## Dataset excerpts

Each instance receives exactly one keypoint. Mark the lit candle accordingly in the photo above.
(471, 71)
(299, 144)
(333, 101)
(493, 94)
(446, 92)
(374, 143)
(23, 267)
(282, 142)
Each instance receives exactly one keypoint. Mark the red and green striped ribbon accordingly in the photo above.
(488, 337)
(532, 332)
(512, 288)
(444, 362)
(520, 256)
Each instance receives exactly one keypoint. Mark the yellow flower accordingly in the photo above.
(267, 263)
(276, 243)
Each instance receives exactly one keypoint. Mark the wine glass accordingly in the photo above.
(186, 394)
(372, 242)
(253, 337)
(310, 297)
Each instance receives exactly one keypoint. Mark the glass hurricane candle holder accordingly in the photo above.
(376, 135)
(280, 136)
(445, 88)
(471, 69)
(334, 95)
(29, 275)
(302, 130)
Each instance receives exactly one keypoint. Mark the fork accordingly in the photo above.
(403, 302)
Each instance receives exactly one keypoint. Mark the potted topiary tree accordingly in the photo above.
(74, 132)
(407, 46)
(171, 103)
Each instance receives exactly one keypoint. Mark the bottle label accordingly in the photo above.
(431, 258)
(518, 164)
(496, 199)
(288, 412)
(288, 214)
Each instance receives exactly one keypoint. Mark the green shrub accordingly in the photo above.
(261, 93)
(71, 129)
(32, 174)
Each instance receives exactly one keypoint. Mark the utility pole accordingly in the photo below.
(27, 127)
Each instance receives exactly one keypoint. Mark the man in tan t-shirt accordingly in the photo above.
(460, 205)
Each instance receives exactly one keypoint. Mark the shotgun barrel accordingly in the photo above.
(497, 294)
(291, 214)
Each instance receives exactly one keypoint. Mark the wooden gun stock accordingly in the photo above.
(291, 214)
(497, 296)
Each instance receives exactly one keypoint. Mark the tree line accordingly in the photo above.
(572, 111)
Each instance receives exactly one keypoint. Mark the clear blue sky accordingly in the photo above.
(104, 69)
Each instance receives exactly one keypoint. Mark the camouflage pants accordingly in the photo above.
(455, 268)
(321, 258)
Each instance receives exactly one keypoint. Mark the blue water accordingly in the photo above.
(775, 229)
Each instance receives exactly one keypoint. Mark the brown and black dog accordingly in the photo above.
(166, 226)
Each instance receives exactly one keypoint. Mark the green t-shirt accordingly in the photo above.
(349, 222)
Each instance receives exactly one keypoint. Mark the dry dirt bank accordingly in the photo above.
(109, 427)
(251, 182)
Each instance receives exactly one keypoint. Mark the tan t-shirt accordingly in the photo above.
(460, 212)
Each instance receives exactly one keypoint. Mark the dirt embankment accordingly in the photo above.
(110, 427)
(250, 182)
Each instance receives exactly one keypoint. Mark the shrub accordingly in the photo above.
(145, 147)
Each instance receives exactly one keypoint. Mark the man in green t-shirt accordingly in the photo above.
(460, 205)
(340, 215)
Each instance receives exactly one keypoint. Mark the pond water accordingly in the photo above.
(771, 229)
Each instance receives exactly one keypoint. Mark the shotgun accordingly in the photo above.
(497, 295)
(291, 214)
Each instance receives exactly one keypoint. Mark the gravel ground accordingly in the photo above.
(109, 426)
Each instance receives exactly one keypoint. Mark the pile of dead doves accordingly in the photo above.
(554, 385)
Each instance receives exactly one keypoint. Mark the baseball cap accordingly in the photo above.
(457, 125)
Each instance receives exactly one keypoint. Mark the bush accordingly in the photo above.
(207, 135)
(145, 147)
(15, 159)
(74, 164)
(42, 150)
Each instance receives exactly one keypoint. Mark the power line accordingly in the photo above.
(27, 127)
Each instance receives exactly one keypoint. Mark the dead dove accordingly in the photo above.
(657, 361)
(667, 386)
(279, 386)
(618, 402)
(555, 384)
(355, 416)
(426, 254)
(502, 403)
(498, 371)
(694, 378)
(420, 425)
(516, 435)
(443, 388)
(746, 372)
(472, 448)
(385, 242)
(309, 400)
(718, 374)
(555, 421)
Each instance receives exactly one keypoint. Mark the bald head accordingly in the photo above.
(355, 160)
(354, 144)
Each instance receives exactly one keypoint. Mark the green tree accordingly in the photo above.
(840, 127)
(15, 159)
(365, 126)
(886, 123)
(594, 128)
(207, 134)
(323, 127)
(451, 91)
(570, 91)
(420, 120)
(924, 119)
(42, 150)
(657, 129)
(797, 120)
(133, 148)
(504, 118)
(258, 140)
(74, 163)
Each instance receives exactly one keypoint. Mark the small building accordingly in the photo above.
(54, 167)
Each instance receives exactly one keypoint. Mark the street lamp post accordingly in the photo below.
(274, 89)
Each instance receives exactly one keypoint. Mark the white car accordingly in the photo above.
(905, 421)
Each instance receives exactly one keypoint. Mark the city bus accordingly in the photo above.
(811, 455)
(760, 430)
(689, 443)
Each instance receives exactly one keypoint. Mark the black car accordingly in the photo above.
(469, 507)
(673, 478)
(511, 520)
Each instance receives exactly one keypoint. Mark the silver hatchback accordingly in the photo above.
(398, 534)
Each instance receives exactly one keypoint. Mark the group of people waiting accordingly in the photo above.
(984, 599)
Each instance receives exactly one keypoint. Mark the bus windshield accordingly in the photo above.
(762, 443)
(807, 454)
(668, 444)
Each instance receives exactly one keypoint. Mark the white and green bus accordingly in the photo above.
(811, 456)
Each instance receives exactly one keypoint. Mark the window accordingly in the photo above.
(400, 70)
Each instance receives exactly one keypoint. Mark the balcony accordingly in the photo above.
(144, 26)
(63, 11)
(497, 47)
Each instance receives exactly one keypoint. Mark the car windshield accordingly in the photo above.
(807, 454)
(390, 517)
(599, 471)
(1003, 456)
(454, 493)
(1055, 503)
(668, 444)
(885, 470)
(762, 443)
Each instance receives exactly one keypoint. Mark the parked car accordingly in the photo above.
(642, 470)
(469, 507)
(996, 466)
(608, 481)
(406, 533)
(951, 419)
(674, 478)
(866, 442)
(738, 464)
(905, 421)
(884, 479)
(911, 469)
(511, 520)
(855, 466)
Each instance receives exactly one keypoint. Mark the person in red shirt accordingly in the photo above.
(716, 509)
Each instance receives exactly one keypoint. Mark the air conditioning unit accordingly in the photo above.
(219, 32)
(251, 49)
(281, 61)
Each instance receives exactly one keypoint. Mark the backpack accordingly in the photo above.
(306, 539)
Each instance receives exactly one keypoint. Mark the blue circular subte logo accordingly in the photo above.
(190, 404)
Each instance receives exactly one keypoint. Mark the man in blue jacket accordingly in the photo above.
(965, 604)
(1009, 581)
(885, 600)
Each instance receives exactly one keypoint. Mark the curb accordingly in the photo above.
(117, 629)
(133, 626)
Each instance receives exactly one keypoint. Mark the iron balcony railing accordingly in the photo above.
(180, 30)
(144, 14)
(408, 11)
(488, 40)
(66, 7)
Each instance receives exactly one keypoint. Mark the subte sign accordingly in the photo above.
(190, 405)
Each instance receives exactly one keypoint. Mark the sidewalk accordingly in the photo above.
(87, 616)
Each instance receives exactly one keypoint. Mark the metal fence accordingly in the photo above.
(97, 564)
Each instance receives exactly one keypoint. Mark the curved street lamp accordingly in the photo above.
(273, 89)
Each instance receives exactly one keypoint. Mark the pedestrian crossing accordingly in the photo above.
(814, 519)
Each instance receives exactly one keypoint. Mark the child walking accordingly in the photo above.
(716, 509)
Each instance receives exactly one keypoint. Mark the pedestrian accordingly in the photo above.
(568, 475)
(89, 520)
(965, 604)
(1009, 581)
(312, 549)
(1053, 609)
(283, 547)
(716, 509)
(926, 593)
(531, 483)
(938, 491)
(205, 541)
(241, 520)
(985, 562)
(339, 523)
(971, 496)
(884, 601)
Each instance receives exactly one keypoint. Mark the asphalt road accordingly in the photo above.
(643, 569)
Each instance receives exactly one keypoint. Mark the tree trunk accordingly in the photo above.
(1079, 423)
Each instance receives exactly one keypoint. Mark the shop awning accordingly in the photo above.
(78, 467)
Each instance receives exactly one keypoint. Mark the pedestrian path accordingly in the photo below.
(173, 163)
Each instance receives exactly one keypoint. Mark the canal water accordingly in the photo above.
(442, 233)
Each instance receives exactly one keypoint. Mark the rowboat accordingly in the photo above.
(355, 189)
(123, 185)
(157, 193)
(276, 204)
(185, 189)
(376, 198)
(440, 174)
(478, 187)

## Required work
A faithful copy is required of the lines from the one with "Each instance receives exactly one keypoint. Mark the rowboat" through the last line of the data; please add nothing.

## Answer box
Each instance receives exactly one keypoint. Mark the rowboat accordingly in the photo above.
(355, 189)
(123, 185)
(157, 193)
(276, 204)
(185, 189)
(376, 198)
(440, 174)
(478, 187)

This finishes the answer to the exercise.